## Goal
From the line that includes "[locate] blue sky (one point per instance)" to the last line of the records, inclusive, repeat each line exactly.

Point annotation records
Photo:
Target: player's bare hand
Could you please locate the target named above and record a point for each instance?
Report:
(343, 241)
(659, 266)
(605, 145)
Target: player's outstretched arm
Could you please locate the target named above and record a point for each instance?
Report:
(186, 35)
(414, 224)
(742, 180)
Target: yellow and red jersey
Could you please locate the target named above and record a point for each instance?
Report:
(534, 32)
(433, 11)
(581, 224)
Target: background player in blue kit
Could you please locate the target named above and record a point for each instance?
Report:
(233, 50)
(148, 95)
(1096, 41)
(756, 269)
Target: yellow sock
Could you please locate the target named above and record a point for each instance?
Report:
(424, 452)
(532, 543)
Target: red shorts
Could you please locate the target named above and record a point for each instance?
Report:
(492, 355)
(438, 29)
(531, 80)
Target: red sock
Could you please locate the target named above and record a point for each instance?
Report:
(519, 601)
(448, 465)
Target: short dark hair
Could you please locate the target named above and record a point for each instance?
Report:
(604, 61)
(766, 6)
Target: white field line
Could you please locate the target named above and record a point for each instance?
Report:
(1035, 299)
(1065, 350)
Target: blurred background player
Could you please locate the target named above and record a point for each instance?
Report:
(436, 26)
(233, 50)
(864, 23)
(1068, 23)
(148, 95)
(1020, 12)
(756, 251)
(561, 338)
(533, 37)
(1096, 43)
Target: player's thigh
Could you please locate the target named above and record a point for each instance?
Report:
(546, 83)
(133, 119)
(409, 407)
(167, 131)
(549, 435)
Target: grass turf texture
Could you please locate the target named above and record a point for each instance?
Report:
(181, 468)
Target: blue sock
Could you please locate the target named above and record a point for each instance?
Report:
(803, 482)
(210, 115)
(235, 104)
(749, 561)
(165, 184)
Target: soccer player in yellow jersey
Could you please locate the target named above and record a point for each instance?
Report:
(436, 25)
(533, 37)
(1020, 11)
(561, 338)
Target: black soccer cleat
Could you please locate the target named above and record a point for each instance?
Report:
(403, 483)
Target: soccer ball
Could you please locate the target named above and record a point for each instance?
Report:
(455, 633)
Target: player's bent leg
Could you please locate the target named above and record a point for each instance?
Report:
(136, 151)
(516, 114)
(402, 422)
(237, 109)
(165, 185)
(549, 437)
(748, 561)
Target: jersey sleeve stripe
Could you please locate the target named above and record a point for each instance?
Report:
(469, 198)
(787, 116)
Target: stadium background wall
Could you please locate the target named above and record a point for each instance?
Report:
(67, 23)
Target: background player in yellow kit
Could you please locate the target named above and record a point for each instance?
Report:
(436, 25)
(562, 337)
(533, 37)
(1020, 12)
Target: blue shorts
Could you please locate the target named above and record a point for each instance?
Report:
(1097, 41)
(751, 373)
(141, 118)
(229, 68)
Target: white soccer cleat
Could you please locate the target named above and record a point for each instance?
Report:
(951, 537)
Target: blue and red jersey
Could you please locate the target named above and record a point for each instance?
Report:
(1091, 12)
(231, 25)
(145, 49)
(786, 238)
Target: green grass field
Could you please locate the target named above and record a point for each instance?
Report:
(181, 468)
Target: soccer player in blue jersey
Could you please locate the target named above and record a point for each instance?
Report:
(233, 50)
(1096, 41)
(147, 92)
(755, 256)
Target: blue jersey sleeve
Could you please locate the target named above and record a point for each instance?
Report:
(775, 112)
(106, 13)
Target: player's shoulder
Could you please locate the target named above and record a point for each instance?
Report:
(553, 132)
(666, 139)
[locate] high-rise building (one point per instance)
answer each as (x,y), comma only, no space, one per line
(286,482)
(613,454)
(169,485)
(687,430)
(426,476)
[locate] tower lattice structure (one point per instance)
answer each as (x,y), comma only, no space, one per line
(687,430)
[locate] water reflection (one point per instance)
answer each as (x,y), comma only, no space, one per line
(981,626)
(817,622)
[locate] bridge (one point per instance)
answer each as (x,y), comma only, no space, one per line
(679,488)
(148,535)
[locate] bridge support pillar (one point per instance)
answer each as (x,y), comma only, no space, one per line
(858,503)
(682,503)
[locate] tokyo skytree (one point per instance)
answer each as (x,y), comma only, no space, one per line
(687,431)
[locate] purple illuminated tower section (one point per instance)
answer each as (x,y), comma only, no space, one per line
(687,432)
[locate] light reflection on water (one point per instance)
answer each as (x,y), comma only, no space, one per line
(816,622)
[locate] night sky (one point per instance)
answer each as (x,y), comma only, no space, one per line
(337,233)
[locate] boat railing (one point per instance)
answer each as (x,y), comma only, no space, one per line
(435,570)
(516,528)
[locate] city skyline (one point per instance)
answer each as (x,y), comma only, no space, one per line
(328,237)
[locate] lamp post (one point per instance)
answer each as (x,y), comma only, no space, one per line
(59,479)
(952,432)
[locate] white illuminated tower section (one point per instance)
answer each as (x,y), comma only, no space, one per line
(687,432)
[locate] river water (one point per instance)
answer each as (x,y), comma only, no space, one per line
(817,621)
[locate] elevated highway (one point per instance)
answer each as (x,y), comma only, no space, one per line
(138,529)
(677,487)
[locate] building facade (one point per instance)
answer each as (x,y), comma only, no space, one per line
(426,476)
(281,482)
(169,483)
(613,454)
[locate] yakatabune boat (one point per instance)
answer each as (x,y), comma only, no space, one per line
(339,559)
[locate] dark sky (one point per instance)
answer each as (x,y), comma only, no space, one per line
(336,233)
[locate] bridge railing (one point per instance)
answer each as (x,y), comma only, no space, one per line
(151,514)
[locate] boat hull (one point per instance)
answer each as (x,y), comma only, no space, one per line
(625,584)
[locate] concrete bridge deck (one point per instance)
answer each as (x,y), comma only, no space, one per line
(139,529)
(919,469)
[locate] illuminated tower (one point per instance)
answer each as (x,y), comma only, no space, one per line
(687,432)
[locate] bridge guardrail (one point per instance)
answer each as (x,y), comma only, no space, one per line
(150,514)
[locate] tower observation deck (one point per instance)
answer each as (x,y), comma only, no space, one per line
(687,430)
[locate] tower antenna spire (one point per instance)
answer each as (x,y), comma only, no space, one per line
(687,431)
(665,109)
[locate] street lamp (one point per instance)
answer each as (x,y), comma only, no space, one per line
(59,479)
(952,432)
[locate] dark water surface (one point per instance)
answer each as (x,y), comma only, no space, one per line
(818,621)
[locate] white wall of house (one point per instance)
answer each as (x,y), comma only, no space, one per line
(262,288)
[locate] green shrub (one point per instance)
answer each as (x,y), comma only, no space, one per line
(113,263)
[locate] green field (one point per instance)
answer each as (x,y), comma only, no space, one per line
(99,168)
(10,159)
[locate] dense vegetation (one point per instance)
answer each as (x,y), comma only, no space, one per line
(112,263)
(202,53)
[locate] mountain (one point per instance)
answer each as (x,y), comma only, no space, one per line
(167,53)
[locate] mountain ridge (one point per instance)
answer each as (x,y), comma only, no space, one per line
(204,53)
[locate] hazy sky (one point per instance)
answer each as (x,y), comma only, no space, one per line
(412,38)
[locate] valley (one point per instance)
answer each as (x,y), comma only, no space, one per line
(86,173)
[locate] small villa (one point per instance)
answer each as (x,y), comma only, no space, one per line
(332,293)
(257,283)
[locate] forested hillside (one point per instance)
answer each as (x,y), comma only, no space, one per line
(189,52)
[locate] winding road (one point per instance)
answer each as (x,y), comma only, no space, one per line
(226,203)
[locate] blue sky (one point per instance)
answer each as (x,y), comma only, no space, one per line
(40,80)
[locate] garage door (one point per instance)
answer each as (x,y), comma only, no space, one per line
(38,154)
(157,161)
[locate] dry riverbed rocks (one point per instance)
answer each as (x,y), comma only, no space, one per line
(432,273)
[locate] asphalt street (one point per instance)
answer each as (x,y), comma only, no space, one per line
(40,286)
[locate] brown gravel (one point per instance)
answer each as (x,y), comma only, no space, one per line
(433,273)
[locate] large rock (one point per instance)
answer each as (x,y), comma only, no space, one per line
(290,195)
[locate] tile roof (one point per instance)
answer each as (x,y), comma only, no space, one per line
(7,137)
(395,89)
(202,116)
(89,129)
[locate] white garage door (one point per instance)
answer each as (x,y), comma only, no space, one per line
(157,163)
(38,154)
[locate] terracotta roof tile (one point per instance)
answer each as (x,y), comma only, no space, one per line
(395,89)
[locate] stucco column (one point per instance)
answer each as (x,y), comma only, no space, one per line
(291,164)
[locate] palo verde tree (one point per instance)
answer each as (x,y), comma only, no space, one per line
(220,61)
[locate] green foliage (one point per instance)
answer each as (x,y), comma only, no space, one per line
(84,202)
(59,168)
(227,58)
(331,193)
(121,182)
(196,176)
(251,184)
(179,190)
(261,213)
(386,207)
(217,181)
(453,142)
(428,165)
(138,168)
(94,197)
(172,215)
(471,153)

## Full output
[locate] blue sky (one point per instance)
answer each as (x,y), comma only, no space, one per line
(40,80)
[locate] garage door (one point per instance)
answer each as (x,y), comma only, no space, one per line
(38,154)
(157,161)
[locate] dry riverbed rocks (one point per instance)
answer each as (x,y), comma only, no space, one per line
(432,273)
[locate] asphalt street (one point per instance)
answer each as (x,y), comma only, no space, one per line
(40,286)
[locate] brown gravel (one point per instance)
answer each as (x,y), comma only, no space, one per line
(433,273)
[locate] large rock (one point per instance)
answer each as (x,y), comma only, no space, one per line
(290,195)
[locate] tile roof (one point per instance)
answer each as (x,y), comma only, no space, one per line
(7,137)
(395,89)
(202,116)
(89,129)
[locate] white garage door (one point per instance)
answer each as (x,y), comma only, no space, one per line
(157,163)
(38,154)
[locate] terracotta roof tile (one point per instance)
answer each as (x,y), comma only, no space, one per line
(395,89)
[locate] stucco column (one point per instance)
answer each as (x,y), comma only, no space, one per line
(291,164)
[locate] palo verde tree (one point per instance)
answer each as (x,y), comma only, no space, one per line
(220,61)
[locate] green foliage (one point per instance)
answer each as (x,y), comma only, no space, one per line
(84,202)
(59,168)
(227,58)
(331,193)
(121,182)
(196,176)
(251,184)
(179,190)
(261,213)
(386,207)
(217,181)
(453,142)
(428,165)
(138,168)
(94,197)
(172,215)
(471,153)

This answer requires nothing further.